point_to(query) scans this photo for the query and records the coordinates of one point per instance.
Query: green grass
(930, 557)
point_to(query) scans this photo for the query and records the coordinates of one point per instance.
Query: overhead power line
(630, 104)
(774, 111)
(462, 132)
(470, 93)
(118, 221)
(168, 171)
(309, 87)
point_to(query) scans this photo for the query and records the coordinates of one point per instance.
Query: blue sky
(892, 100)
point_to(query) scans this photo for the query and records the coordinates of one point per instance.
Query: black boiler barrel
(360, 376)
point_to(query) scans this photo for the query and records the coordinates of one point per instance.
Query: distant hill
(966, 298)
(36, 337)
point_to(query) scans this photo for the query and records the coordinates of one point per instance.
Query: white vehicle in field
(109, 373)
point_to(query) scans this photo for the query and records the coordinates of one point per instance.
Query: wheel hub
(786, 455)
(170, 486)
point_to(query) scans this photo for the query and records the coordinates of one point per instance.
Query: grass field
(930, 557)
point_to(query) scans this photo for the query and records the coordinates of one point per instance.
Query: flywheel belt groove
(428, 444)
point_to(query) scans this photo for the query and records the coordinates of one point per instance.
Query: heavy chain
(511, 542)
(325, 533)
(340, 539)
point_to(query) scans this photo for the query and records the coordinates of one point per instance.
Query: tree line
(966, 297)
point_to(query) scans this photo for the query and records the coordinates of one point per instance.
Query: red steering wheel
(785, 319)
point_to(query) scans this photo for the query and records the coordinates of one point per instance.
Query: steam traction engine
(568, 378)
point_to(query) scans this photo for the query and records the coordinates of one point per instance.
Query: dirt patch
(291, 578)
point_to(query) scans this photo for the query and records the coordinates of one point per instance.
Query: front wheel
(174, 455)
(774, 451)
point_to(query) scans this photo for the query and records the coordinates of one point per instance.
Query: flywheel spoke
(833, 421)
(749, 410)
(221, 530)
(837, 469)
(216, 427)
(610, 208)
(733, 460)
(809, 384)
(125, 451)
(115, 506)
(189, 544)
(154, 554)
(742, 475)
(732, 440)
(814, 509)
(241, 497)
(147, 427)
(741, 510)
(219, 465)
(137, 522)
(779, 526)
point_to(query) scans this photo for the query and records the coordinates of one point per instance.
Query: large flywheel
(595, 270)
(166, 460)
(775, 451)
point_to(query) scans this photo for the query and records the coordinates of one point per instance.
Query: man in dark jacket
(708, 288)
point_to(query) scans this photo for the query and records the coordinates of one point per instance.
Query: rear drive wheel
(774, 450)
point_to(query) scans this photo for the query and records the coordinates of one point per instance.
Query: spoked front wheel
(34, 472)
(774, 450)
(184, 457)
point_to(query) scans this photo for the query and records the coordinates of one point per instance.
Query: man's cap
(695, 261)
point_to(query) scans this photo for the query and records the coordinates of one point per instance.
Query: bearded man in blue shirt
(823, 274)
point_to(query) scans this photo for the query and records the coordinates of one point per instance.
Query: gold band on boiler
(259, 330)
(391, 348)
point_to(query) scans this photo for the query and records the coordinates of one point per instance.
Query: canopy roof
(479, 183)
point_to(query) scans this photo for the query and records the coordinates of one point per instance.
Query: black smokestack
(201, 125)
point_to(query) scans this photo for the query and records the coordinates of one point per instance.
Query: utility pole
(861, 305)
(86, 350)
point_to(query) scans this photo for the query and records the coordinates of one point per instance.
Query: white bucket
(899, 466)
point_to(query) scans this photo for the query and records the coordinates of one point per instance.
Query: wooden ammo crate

### [Prompt]
Write out each line exactly, beginning at the one with "Query: gold band on boiler" and ending at the final line of the records above, with nothing added.

### [Output of the exercise]
Query: gold band on boiler
(259, 330)
(391, 348)
point_to(query) scans this photo for the query and records the coordinates of one point per instance.
Query: canopy roof
(479, 183)
point_to(query) scans this photo for the query and records the coordinates of one point per instance.
Query: black smokestack
(201, 125)
point_to(query) scans this photo for the query and records the coordinates of one point per instance.
Query: utility pole
(861, 305)
(86, 350)
point_to(query) scans this photo for the query and records the coordinates of one point per instance.
Query: white bucket
(899, 466)
point_to(query) scans this photo for the query and records the coordinates of one point per instance.
Query: wooden ammo crate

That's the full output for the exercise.